◆ What this task involves ◆
Render every line of the records below as a Markdown table with two columns, "Row" for a running row number and "Entry" for the line itself. Skip blank lines, and leave the pictures out of the answer.

◆ Provided material ◆
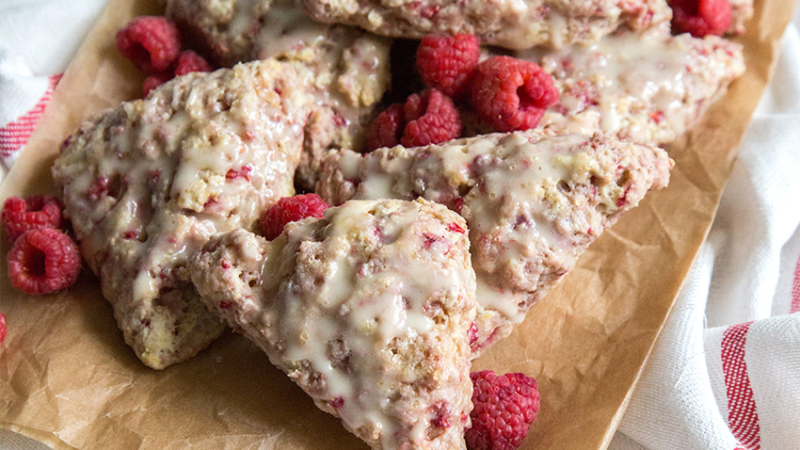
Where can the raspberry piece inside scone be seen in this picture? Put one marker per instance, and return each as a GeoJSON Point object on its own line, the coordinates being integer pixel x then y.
{"type": "Point", "coordinates": [43, 261]}
{"type": "Point", "coordinates": [431, 118]}
{"type": "Point", "coordinates": [445, 62]}
{"type": "Point", "coordinates": [151, 42]}
{"type": "Point", "coordinates": [20, 215]}
{"type": "Point", "coordinates": [189, 61]}
{"type": "Point", "coordinates": [504, 407]}
{"type": "Point", "coordinates": [290, 209]}
{"type": "Point", "coordinates": [366, 309]}
{"type": "Point", "coordinates": [3, 328]}
{"type": "Point", "coordinates": [701, 17]}
{"type": "Point", "coordinates": [511, 94]}
{"type": "Point", "coordinates": [386, 129]}
{"type": "Point", "coordinates": [533, 202]}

◆ Output ◆
| Row | Entry |
|---|---|
| 1 | Where can the raspberry piece inside scone be seen in this picture? Put one marker per instance, and return each as a GeoJSON Point object on its own line, the coordinates being integer pixel x then y. |
| 2 | {"type": "Point", "coordinates": [43, 261]} |
| 3 | {"type": "Point", "coordinates": [431, 118]} |
| 4 | {"type": "Point", "coordinates": [445, 62]} |
| 5 | {"type": "Point", "coordinates": [151, 42]} |
| 6 | {"type": "Point", "coordinates": [20, 215]} |
| 7 | {"type": "Point", "coordinates": [189, 61]} |
| 8 | {"type": "Point", "coordinates": [504, 407]} |
| 9 | {"type": "Point", "coordinates": [290, 209]} |
| 10 | {"type": "Point", "coordinates": [366, 309]} |
| 11 | {"type": "Point", "coordinates": [3, 328]} |
| 12 | {"type": "Point", "coordinates": [701, 17]} |
| 13 | {"type": "Point", "coordinates": [511, 94]} |
| 14 | {"type": "Point", "coordinates": [386, 129]} |
| 15 | {"type": "Point", "coordinates": [533, 202]} |